Please return each record exactly as it stands.

Dataset entries:
- Opening Delimiter -

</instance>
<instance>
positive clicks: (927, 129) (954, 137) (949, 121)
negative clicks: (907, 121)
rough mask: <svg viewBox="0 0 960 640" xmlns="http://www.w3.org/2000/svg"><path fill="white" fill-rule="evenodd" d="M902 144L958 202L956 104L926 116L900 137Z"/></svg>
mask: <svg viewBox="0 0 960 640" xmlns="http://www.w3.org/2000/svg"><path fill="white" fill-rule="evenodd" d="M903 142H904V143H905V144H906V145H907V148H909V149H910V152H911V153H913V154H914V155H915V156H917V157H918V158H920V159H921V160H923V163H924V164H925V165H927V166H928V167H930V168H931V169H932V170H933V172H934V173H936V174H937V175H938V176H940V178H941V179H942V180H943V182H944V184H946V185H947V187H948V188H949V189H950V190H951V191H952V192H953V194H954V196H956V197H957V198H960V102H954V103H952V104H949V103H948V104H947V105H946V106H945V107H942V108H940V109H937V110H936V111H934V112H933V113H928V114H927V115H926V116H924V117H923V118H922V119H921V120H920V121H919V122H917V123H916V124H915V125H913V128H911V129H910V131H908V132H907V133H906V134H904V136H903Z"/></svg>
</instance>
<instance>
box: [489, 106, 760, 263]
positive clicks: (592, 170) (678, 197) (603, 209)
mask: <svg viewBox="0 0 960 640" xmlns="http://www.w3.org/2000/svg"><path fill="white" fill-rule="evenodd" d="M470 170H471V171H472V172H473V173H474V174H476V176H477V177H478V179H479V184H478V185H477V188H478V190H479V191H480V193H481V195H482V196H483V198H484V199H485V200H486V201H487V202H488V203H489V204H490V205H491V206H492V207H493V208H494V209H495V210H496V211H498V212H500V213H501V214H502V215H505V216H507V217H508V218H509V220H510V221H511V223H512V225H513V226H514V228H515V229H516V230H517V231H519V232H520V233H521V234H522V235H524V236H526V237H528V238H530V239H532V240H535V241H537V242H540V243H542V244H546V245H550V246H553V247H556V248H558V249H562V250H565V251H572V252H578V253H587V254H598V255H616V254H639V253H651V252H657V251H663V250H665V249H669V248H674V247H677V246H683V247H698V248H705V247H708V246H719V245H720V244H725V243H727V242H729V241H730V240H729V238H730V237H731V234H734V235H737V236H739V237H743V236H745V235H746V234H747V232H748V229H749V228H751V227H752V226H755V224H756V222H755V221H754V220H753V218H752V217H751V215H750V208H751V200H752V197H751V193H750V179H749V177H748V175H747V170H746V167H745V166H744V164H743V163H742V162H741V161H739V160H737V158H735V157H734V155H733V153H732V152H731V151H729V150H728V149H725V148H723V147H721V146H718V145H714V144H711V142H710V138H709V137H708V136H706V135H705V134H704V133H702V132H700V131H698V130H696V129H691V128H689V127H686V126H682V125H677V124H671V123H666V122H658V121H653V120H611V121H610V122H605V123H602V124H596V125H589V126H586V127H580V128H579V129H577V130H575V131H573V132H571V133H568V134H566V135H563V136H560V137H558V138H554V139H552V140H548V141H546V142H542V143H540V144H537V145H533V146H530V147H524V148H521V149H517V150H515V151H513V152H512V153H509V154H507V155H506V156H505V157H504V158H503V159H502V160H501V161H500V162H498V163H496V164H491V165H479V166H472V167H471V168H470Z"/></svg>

- Closing Delimiter -

WRITTEN SOLUTION:
</instance>
<instance>
positive clicks: (927, 129) (954, 137) (949, 121)
negative clicks: (907, 121)
rough mask: <svg viewBox="0 0 960 640" xmlns="http://www.w3.org/2000/svg"><path fill="white" fill-rule="evenodd" d="M902 144L958 202L956 104L926 116L900 137Z"/></svg>
mask: <svg viewBox="0 0 960 640" xmlns="http://www.w3.org/2000/svg"><path fill="white" fill-rule="evenodd" d="M903 142H904V143H905V144H906V145H907V148H909V149H910V152H911V153H913V154H914V155H915V156H917V157H918V158H920V159H921V160H923V163H924V164H925V165H927V166H928V167H930V168H931V169H932V170H933V172H934V173H936V174H937V175H938V176H940V178H941V179H942V180H943V182H944V184H946V185H947V187H948V188H949V189H950V190H951V191H952V192H953V194H954V196H956V197H957V198H960V102H954V103H952V104H949V103H948V104H947V105H946V106H945V107H942V108H940V109H937V110H936V111H934V112H933V113H928V114H927V115H926V116H924V117H923V118H922V119H921V120H920V121H919V122H917V123H916V124H915V125H913V128H911V129H910V131H908V132H907V133H906V134H904V136H903Z"/></svg>
</instance>
<instance>
box: [489, 106, 760, 263]
positive clicks: (592, 170) (678, 197) (603, 209)
mask: <svg viewBox="0 0 960 640" xmlns="http://www.w3.org/2000/svg"><path fill="white" fill-rule="evenodd" d="M470 170H471V171H472V172H473V173H474V174H476V176H477V177H478V179H479V184H478V185H477V188H478V190H479V191H480V193H481V195H482V196H483V198H484V199H485V200H486V201H487V202H488V203H489V204H490V205H491V206H492V207H493V208H494V209H495V210H496V211H498V212H500V213H501V214H502V215H505V216H507V217H508V218H509V220H510V221H511V223H512V225H513V226H514V228H515V229H516V230H517V231H519V232H520V233H521V234H522V235H524V236H526V237H528V238H530V239H532V240H535V241H537V242H540V243H542V244H546V245H550V246H553V247H556V248H558V249H562V250H565V251H572V252H578V253H587V254H598V255H616V254H639V253H651V252H657V251H663V250H665V249H669V248H674V247H677V246H683V247H698V248H705V247H708V246H719V245H720V244H725V243H727V242H729V241H730V240H729V238H730V237H731V234H734V235H737V236H739V237H743V236H745V235H746V234H747V232H748V229H749V228H751V227H752V226H755V224H756V222H755V221H754V220H753V218H752V217H751V215H750V208H751V200H752V197H751V193H750V179H749V177H748V175H747V170H746V167H745V166H744V164H743V163H742V162H741V161H739V160H737V158H735V157H734V155H733V153H732V152H731V151H729V150H728V149H725V148H723V147H721V146H718V145H714V144H711V142H710V138H709V137H708V136H706V135H705V134H704V133H702V132H700V131H698V130H696V129H691V128H689V127H686V126H682V125H677V124H671V123H666V122H658V121H653V120H611V121H610V122H605V123H602V124H596V125H589V126H586V127H580V128H579V129H577V130H575V131H573V132H571V133H568V134H566V135H563V136H560V137H558V138H554V139H552V140H548V141H546V142H542V143H540V144H537V145H533V146H530V147H524V148H521V149H517V150H515V151H513V152H512V153H509V154H507V155H506V156H505V157H504V158H503V159H502V160H501V161H500V162H498V163H496V164H491V165H479V166H472V167H471V168H470Z"/></svg>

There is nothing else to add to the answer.